Requirement: Which lines in the items below contain the string "negative"? Show each such line in full. Case matters.

Dataset entries:
━━━━━━━━━━━━━━━━━━━━━━━━━━━━━━

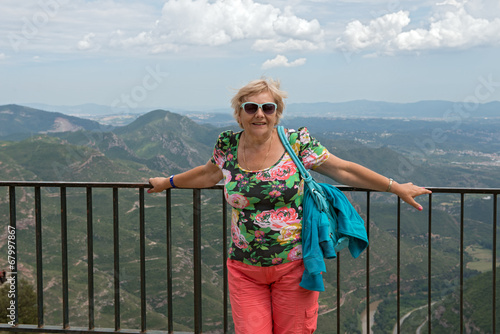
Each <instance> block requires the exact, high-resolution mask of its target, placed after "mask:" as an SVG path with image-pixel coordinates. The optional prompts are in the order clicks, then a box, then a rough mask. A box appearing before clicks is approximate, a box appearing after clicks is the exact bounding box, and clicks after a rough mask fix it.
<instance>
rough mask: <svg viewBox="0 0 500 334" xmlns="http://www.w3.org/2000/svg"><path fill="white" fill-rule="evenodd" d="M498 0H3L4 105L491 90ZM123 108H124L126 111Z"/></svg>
mask: <svg viewBox="0 0 500 334" xmlns="http://www.w3.org/2000/svg"><path fill="white" fill-rule="evenodd" d="M499 59H500V1H498V0H437V1H428V0H423V1H414V0H399V1H398V0H351V1H347V0H343V1H335V0H332V1H327V0H287V1H284V0H283V1H282V0H277V1H266V0H259V1H257V0H210V1H209V0H149V1H139V0H92V1H88V0H1V2H0V104H2V105H3V104H10V103H16V104H26V103H43V104H49V105H68V106H73V105H79V104H86V103H95V104H100V105H106V106H112V107H115V108H124V109H127V110H130V111H133V110H134V109H137V108H148V107H155V108H157V107H158V108H164V109H168V108H180V109H187V110H189V109H190V110H209V109H213V108H225V107H229V101H230V99H231V97H232V96H233V95H234V93H235V92H236V90H237V89H238V88H240V87H241V86H243V85H245V84H246V83H248V82H249V81H251V80H254V79H259V78H261V77H267V78H273V79H277V80H279V81H280V82H281V88H282V89H283V90H285V91H287V92H288V99H287V103H307V102H345V101H352V100H362V99H366V100H373V101H387V102H401V103H406V102H416V101H422V100H448V101H455V102H464V103H465V102H468V103H487V102H490V101H498V100H500V61H499ZM124 109H122V110H124Z"/></svg>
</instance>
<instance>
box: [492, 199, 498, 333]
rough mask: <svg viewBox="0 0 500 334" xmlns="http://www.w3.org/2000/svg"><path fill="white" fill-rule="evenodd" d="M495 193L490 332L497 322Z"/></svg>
mask: <svg viewBox="0 0 500 334" xmlns="http://www.w3.org/2000/svg"><path fill="white" fill-rule="evenodd" d="M497 197H498V196H497V195H496V194H495V195H493V255H492V256H493V261H492V262H493V263H492V265H493V270H492V272H493V293H492V297H493V298H492V299H493V302H492V317H493V325H492V327H493V331H492V333H496V332H497V331H496V322H497V319H498V318H497V315H496V310H497V306H496V296H497V284H496V283H497V206H498V199H497Z"/></svg>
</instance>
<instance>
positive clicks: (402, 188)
mask: <svg viewBox="0 0 500 334" xmlns="http://www.w3.org/2000/svg"><path fill="white" fill-rule="evenodd" d="M315 171H316V172H318V173H321V174H323V175H326V176H328V177H330V178H332V179H334V180H336V181H338V182H340V183H342V184H345V185H349V186H352V187H357V188H365V189H372V190H377V191H388V190H389V191H390V192H392V193H394V194H396V195H398V196H399V197H401V199H402V200H403V201H405V202H406V203H408V204H410V205H412V206H413V207H415V208H416V209H418V210H422V206H421V205H420V204H418V203H417V202H416V201H415V197H417V196H420V195H424V194H430V193H431V191H430V190H428V189H425V188H422V187H418V186H416V185H414V184H413V183H411V182H409V183H404V184H399V183H397V182H396V181H392V182H390V179H388V178H387V177H385V176H382V175H380V174H378V173H376V172H374V171H372V170H370V169H368V168H366V167H363V166H361V165H359V164H356V163H354V162H351V161H347V160H343V159H340V158H338V157H336V156H335V155H333V154H330V156H329V157H328V159H327V160H326V161H325V162H324V163H323V164H322V165H321V166H319V167H317V168H316V169H315ZM389 184H391V186H390V187H389ZM389 188H390V189H389Z"/></svg>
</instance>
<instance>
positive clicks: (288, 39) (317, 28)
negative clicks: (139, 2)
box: [114, 0, 324, 52]
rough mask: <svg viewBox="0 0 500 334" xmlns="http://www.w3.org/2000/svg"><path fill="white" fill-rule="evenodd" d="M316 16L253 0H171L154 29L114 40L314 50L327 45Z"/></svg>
mask: <svg viewBox="0 0 500 334" xmlns="http://www.w3.org/2000/svg"><path fill="white" fill-rule="evenodd" d="M323 39H324V32H323V30H322V28H321V26H320V24H319V22H318V21H317V20H314V19H313V20H309V21H308V20H305V19H302V18H300V17H297V16H296V15H294V14H293V13H292V10H291V9H290V8H288V7H287V8H285V10H283V11H282V10H281V9H279V8H276V7H274V6H272V5H270V4H261V3H257V2H254V1H252V0H228V1H226V0H216V1H215V2H209V1H208V0H197V1H195V0H169V1H167V2H166V3H165V5H164V6H163V9H162V15H161V18H160V19H159V20H158V21H157V22H156V25H155V27H154V28H153V29H151V30H149V31H143V32H141V33H139V34H137V35H136V36H134V37H127V38H123V39H115V42H114V43H115V45H122V46H124V47H125V46H128V45H148V46H150V47H151V49H152V50H153V51H155V52H161V51H162V50H163V49H165V50H168V51H171V50H173V49H176V47H175V46H177V48H179V47H182V46H200V45H201V46H222V45H227V44H229V43H231V42H234V41H239V40H250V41H254V46H253V49H254V50H257V51H269V50H272V51H276V50H279V51H286V50H314V49H318V48H321V47H324V41H323Z"/></svg>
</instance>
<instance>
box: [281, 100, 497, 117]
mask: <svg viewBox="0 0 500 334" xmlns="http://www.w3.org/2000/svg"><path fill="white" fill-rule="evenodd" d="M289 116H302V117H313V116H321V117H345V118H357V117H370V118H415V119H422V118H433V119H442V120H455V119H456V118H457V117H460V118H463V119H467V118H478V117H480V118H484V117H495V118H498V117H500V102H499V101H494V102H489V103H484V104H480V103H478V104H476V105H471V104H467V105H464V104H463V103H459V102H451V101H419V102H414V103H392V102H379V101H368V100H357V101H349V102H340V103H330V102H320V103H293V104H289V105H287V107H286V110H285V117H289Z"/></svg>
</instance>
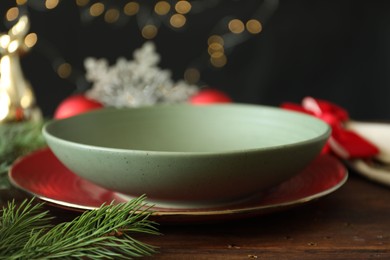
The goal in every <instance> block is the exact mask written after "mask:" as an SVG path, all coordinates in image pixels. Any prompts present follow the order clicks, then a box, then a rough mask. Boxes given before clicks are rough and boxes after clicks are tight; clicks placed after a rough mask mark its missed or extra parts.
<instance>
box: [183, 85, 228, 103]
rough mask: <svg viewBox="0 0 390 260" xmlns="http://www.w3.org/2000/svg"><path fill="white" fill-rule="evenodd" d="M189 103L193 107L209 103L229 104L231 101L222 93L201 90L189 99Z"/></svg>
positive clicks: (206, 90) (203, 89)
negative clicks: (194, 105) (192, 104)
mask: <svg viewBox="0 0 390 260" xmlns="http://www.w3.org/2000/svg"><path fill="white" fill-rule="evenodd" d="M189 101H190V103H191V104H195V105H201V104H211V103H231V102H232V99H231V98H230V97H229V96H228V95H227V94H225V93H224V92H222V91H220V90H217V89H211V88H209V89H203V90H200V91H199V92H198V93H196V94H195V95H193V96H192V97H190V100H189Z"/></svg>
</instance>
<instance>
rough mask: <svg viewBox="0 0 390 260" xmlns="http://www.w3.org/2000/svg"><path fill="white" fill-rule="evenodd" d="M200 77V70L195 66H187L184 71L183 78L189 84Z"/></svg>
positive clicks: (194, 80) (196, 80) (197, 79)
mask: <svg viewBox="0 0 390 260" xmlns="http://www.w3.org/2000/svg"><path fill="white" fill-rule="evenodd" d="M199 79H200V72H199V70H198V69H195V68H188V69H186V71H185V72H184V80H185V81H187V82H188V83H189V84H196V83H197V82H198V81H199Z"/></svg>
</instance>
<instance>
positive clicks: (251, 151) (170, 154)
mask: <svg viewBox="0 0 390 260" xmlns="http://www.w3.org/2000/svg"><path fill="white" fill-rule="evenodd" d="M174 106H177V107H180V106H194V107H207V106H209V107H211V106H213V107H217V106H218V107H248V108H264V109H269V110H274V111H277V112H281V113H287V114H294V116H298V117H303V118H307V119H308V120H309V121H312V122H315V123H317V124H322V125H323V128H324V130H323V132H322V133H321V134H319V135H317V136H315V137H312V138H309V139H306V140H302V141H297V142H292V143H287V144H280V145H273V146H266V147H261V148H248V149H234V150H226V151H211V152H210V151H205V152H202V151H192V152H191V151H159V150H140V149H124V148H113V147H105V146H98V145H91V144H83V143H78V142H75V141H69V140H66V139H63V138H60V137H57V136H55V135H53V134H52V133H50V131H49V130H48V128H50V126H51V125H54V124H56V123H57V122H63V121H68V120H72V119H74V118H76V117H77V118H81V117H86V116H89V115H91V114H99V113H105V112H106V111H123V110H130V109H142V110H144V109H151V110H154V109H156V108H157V107H174ZM42 134H43V136H44V138H45V139H46V141H47V142H48V143H49V140H50V139H52V140H55V141H56V142H59V143H62V144H65V145H70V146H73V147H77V148H82V149H89V150H99V151H106V152H110V153H128V154H133V155H134V154H138V155H159V156H183V157H186V156H188V157H189V156H191V157H193V156H221V155H237V154H243V153H259V152H266V151H270V150H277V149H281V148H286V149H287V148H290V147H295V146H299V145H305V144H308V143H313V142H317V141H320V140H324V144H325V141H326V139H328V137H329V136H330V134H331V128H330V126H329V124H327V123H326V122H324V121H323V120H321V119H319V118H316V117H314V116H311V115H307V114H304V113H300V112H296V111H292V110H287V109H282V108H278V107H273V106H266V105H255V104H243V103H227V104H225V103H215V104H205V105H192V104H161V105H160V104H158V105H151V106H142V107H131V108H127V107H126V108H115V107H104V108H102V109H96V110H92V111H88V112H86V113H82V114H78V115H75V116H72V117H68V118H63V119H52V120H50V121H48V122H46V123H45V124H44V126H43V128H42ZM49 147H50V144H49Z"/></svg>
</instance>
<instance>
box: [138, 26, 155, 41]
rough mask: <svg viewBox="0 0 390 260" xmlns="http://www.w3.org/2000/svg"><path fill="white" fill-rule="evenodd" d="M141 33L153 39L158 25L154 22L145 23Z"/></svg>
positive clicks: (146, 38) (150, 38)
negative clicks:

━━━━━━━━━━━━━━━━━━━━━━━━━━━━━━

Solved exercise:
negative clicks: (139, 2)
negative clicks: (194, 105) (192, 104)
negative clicks:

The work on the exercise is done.